# Exercise directions
Count the rows below that contain the string "purple" and reply with that number alone.

* * * * *

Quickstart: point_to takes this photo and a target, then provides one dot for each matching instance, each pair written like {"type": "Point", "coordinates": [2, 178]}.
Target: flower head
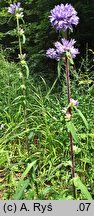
{"type": "Point", "coordinates": [74, 102]}
{"type": "Point", "coordinates": [63, 17]}
{"type": "Point", "coordinates": [16, 9]}
{"type": "Point", "coordinates": [51, 53]}
{"type": "Point", "coordinates": [61, 48]}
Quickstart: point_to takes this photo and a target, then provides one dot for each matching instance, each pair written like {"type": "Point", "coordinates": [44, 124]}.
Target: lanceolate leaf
{"type": "Point", "coordinates": [80, 186]}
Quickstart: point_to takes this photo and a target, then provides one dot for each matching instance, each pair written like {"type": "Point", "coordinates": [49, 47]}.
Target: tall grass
{"type": "Point", "coordinates": [45, 172]}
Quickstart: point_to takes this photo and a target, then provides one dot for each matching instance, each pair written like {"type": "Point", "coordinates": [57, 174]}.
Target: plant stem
{"type": "Point", "coordinates": [23, 83]}
{"type": "Point", "coordinates": [69, 111]}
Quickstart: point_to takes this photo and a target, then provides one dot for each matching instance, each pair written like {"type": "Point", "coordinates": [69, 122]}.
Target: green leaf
{"type": "Point", "coordinates": [24, 39]}
{"type": "Point", "coordinates": [82, 116]}
{"type": "Point", "coordinates": [27, 170]}
{"type": "Point", "coordinates": [71, 128]}
{"type": "Point", "coordinates": [27, 70]}
{"type": "Point", "coordinates": [80, 186]}
{"type": "Point", "coordinates": [23, 184]}
{"type": "Point", "coordinates": [19, 192]}
{"type": "Point", "coordinates": [59, 69]}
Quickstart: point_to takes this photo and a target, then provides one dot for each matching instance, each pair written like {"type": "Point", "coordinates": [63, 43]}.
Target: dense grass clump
{"type": "Point", "coordinates": [43, 171]}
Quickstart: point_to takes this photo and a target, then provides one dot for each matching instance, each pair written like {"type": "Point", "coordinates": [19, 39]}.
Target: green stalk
{"type": "Point", "coordinates": [69, 111]}
{"type": "Point", "coordinates": [23, 82]}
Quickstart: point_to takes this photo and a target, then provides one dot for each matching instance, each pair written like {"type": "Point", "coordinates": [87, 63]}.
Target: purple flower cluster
{"type": "Point", "coordinates": [16, 9]}
{"type": "Point", "coordinates": [61, 48]}
{"type": "Point", "coordinates": [74, 102]}
{"type": "Point", "coordinates": [63, 17]}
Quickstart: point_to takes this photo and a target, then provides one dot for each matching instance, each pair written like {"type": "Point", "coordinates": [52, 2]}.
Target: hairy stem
{"type": "Point", "coordinates": [69, 111]}
{"type": "Point", "coordinates": [23, 82]}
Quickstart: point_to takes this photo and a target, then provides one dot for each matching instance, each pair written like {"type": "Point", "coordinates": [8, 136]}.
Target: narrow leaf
{"type": "Point", "coordinates": [19, 192]}
{"type": "Point", "coordinates": [80, 186]}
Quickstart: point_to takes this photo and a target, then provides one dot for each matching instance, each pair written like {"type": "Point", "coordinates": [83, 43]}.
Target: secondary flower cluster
{"type": "Point", "coordinates": [68, 115]}
{"type": "Point", "coordinates": [16, 9]}
{"type": "Point", "coordinates": [63, 17]}
{"type": "Point", "coordinates": [61, 48]}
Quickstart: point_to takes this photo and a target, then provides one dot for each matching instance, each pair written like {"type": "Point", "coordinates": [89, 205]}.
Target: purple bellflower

* * * * *

# Solution for this task
2